Text passage:
________________________________________
Neural Hijack: How Lung Cancer Rewires Itself to Spread to the Brain

Combining cutting-edge single-cell and genomic profiling with innovative machine-learning approaches, researchers have identified genetic programs that drive one of the most challenging cancer complications: brain metastasis. The new work, published in Nature Medicine, points toward novel strategies to try to detect, prevent, and treat the spread of tumors to the brain.  

Many tumors that start in other parts of the body can colonize the brain, but some do it much faster than others, including non-small cell lung cancer.  "Up to 20% of patients with non-small cell lung cancer already have brain metastasis when they are diagnosed," says Benjamin Izar, MD, PhD, Milstein Family Aassociate Professor of Medicine at the Columbia University Vagelos College of Physicians and Surgeons and a member of the Herbert Irving Comprehensive Cancer Center (HICCC). "These metastases do not respond as well to treatment compared to areas outside the brain, which is a major unmet clinical need," adds Izar, senior author on the paper. 

Novel sequencing techniques and machine learning enable analysis of millions of cells 

Due to the lack of in-vivo models that accurately reflect human biology, Izar's lab turned towards characterizing the molecular landscapes of both primary lung tumors and brain metastases from a large library of patient samples at Columbia University Irving Medical Center (CUIMC). "We had access to extensive DNA sequencing data from over 12,000 patients who had non-small cell lung cancer, and this unprecedented dataset gives us confidence that our findings capture the true molecular signatures of brain metastases in this type of cancer," says Lindsay Caprio, an MD/PhD student in Izar's lab and one of the lead authors on the new paper. The scientists performed a series of tests on each sample, characterizing each individual cell in molecular detail.
________________________________________
Excerpted data:
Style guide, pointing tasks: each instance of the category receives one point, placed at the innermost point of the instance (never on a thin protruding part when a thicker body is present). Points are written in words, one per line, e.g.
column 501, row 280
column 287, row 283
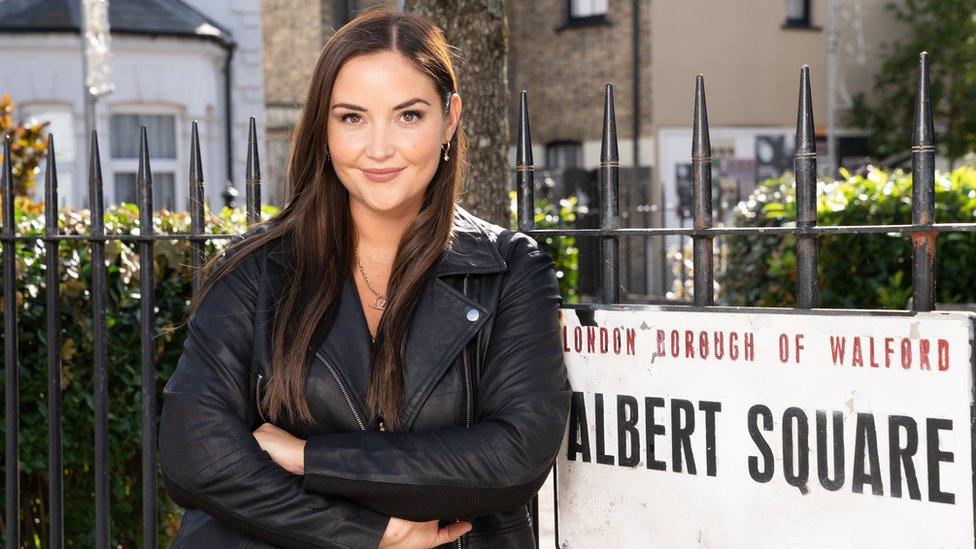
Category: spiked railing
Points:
column 923, row 231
________________________________________
Task requirements:
Decide whether each statement agrees with the lung cancer article above. Answer yes or no for each and quote the deciding words from the article.
(a) The new work was published in Nature Medicine.
(b) Brain metastases respond to treatment better than areas outside the brain.
(c) The DNA sequencing data came from more than 12,000 patients with non-small cell lung cancer.

Task output:
(a) Yes: "The new work, published in Nature Medicine"
(b) No: "These metastases do not respond as well to treatment compared to areas outside the brain"
(c) Yes: "extensive DNA sequencing data from over 12,000 patients who had non-small cell lung cancer"